What needs to be done
Every record should be written out exactly, please.

(Collection entries)
## START

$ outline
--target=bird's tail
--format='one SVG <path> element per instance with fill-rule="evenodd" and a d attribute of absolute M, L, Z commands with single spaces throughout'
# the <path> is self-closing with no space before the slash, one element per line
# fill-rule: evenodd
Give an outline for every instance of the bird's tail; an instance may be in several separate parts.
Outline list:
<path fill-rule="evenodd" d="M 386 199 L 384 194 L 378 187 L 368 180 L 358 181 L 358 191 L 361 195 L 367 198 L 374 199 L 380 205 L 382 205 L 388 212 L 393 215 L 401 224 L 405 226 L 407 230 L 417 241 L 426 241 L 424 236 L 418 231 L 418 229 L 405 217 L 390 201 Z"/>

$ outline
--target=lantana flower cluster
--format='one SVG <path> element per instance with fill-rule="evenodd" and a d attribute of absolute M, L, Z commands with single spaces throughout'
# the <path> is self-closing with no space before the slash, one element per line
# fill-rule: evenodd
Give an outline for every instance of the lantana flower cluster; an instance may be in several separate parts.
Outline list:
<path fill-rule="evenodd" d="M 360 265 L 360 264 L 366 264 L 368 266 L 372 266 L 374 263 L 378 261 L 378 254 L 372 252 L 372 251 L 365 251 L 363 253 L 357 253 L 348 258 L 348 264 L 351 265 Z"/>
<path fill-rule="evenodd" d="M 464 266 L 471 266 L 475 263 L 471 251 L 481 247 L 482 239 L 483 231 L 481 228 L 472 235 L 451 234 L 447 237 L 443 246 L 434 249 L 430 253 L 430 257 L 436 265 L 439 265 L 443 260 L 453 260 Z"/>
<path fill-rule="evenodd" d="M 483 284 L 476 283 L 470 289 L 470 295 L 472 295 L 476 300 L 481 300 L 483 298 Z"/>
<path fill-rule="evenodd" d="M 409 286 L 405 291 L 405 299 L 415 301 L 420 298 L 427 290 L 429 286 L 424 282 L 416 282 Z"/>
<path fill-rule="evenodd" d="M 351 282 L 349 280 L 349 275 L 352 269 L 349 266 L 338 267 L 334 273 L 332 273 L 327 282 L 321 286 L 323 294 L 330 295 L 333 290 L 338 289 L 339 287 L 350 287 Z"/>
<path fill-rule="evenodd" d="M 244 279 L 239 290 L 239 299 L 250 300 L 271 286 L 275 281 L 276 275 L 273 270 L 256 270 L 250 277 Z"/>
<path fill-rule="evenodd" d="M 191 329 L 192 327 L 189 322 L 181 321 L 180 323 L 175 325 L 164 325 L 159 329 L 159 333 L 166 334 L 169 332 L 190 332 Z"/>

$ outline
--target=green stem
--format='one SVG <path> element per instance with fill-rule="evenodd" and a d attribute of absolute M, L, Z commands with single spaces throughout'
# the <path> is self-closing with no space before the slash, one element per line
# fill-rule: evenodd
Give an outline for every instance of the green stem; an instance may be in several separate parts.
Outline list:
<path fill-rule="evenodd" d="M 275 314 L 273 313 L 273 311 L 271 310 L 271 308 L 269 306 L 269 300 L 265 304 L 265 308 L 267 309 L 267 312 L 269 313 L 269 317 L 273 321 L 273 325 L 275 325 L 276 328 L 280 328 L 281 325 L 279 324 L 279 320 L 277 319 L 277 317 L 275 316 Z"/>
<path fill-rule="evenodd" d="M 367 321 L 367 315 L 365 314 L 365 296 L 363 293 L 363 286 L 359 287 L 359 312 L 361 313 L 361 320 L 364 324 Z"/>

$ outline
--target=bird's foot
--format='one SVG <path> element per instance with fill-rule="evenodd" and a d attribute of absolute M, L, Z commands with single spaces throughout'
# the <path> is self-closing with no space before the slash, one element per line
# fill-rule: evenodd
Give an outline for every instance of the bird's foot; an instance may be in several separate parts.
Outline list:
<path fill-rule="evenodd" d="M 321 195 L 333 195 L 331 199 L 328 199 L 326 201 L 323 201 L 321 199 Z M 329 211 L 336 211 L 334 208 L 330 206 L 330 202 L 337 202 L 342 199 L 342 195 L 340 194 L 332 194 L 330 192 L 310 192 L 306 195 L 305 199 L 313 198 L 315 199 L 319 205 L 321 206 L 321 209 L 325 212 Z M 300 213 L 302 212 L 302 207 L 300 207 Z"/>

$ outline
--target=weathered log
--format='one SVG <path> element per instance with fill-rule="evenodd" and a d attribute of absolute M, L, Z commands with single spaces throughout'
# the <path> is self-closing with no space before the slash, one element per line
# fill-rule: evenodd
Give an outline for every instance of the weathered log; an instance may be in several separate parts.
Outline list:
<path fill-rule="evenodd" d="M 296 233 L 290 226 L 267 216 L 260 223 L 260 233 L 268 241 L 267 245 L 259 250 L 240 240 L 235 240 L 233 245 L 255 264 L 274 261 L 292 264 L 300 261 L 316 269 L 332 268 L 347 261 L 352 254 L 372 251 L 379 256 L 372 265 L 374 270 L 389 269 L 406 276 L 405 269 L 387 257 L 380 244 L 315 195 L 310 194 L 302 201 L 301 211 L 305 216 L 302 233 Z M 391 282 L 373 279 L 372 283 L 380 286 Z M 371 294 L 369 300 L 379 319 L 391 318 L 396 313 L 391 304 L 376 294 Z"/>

## END

Result for this task
$ outline
--target=bird's tail
--format='one SVG <path> element per instance with fill-rule="evenodd" and a d attribute of absolute M, L, Z commands with single spaces throughout'
# the <path> is self-closing with no space before the slash, one element per line
# fill-rule: evenodd
Give an outline for every instance of the bird's tail; an instance may be in several separate parts.
Outline list:
<path fill-rule="evenodd" d="M 386 199 L 384 194 L 378 187 L 368 180 L 358 181 L 358 191 L 361 195 L 367 198 L 374 199 L 380 205 L 382 205 L 388 212 L 393 215 L 401 224 L 405 226 L 407 230 L 417 241 L 426 241 L 424 236 L 418 231 L 418 229 L 405 217 L 390 201 Z"/>

$ outline
--target=lantana flower cluster
--format='one SVG <path> element per instance with fill-rule="evenodd" and a d attribute of absolute M, L, Z commands with single spaces throughout'
# the <path> is self-closing with no space before the slash, one element per line
# fill-rule: evenodd
Give an outline for every instance of the lantana flower cluster; an instance may be in several separate parts.
Outline list:
<path fill-rule="evenodd" d="M 360 265 L 360 264 L 366 264 L 368 266 L 372 266 L 374 263 L 378 261 L 378 254 L 372 252 L 372 251 L 365 251 L 363 253 L 357 253 L 348 258 L 348 264 L 351 265 Z"/>
<path fill-rule="evenodd" d="M 464 266 L 471 266 L 475 263 L 471 251 L 481 247 L 482 239 L 483 231 L 481 228 L 472 235 L 451 234 L 447 237 L 443 246 L 434 249 L 430 253 L 430 257 L 436 265 L 439 265 L 443 260 L 453 260 Z"/>
<path fill-rule="evenodd" d="M 483 284 L 476 283 L 470 289 L 470 295 L 472 295 L 476 300 L 481 300 L 483 298 Z"/>
<path fill-rule="evenodd" d="M 409 286 L 405 291 L 405 299 L 415 301 L 420 298 L 427 290 L 429 286 L 424 282 L 416 282 Z"/>
<path fill-rule="evenodd" d="M 351 282 L 349 280 L 349 275 L 352 269 L 349 266 L 338 267 L 334 273 L 332 273 L 327 282 L 321 286 L 323 294 L 330 295 L 333 290 L 338 289 L 339 287 L 350 287 Z"/>
<path fill-rule="evenodd" d="M 244 279 L 239 290 L 239 299 L 250 300 L 271 286 L 275 281 L 276 275 L 273 270 L 256 270 L 250 277 Z"/>
<path fill-rule="evenodd" d="M 191 329 L 192 327 L 189 322 L 181 321 L 180 323 L 175 325 L 164 325 L 159 329 L 159 333 L 166 334 L 169 332 L 190 332 Z"/>

$ outline
--target=green stem
--format='one SVG <path> element per instance with fill-rule="evenodd" and a d attribute of absolute M, L, Z commands with single spaces throughout'
# the <path> is self-closing with no space before the slash, one element per line
# fill-rule: evenodd
Give an outline for every instance of the green stem; an instance may be in several separate parts.
Outline list:
<path fill-rule="evenodd" d="M 275 314 L 273 313 L 273 311 L 271 310 L 271 308 L 269 306 L 269 300 L 265 304 L 265 308 L 267 309 L 267 312 L 269 313 L 269 317 L 273 321 L 273 325 L 275 325 L 276 328 L 280 328 L 281 325 L 279 324 L 279 320 L 277 319 L 277 317 L 275 316 Z"/>
<path fill-rule="evenodd" d="M 367 321 L 367 315 L 365 314 L 365 296 L 363 293 L 363 286 L 359 287 L 359 312 L 361 313 L 361 320 L 364 324 Z"/>

$ outline
--target=bird's foot
--format='one SVG <path> element per instance with fill-rule="evenodd" and a d attribute of absolute M, L, Z commands with single spaces throughout'
# the <path> is self-closing with no space before the slash, one element per line
# fill-rule: evenodd
Give an outline for every instance of the bird's foot; an instance may be in several separate parts.
Outline list:
<path fill-rule="evenodd" d="M 321 195 L 333 195 L 331 199 L 328 199 L 326 201 L 323 201 L 321 199 Z M 329 211 L 336 211 L 334 208 L 330 206 L 330 202 L 337 202 L 342 199 L 342 195 L 340 194 L 332 194 L 330 192 L 310 192 L 306 195 L 305 199 L 313 198 L 315 199 L 319 205 L 321 206 L 321 209 L 325 212 Z M 300 213 L 302 212 L 302 207 L 300 207 Z"/>

$ outline
--target=weathered log
--format='one SVG <path> element per instance with fill-rule="evenodd" and a d attribute of absolute M, L, Z commands with single spaces throughout'
# the <path> is self-closing with no space before the slash, one element per line
# fill-rule: evenodd
Give an outline for every instance of the weathered log; an instance may be in several separate parts.
Outline list:
<path fill-rule="evenodd" d="M 296 233 L 290 226 L 267 216 L 260 223 L 260 233 L 268 241 L 267 245 L 259 250 L 240 240 L 235 240 L 233 245 L 255 264 L 274 261 L 292 264 L 300 261 L 316 269 L 332 268 L 347 261 L 352 254 L 372 251 L 379 256 L 372 265 L 374 270 L 389 269 L 406 276 L 405 269 L 387 257 L 380 244 L 315 195 L 310 194 L 302 201 L 301 211 L 305 216 L 302 233 Z M 391 282 L 373 279 L 372 283 L 380 286 Z M 371 294 L 369 300 L 379 319 L 391 318 L 396 313 L 391 304 L 376 294 Z"/>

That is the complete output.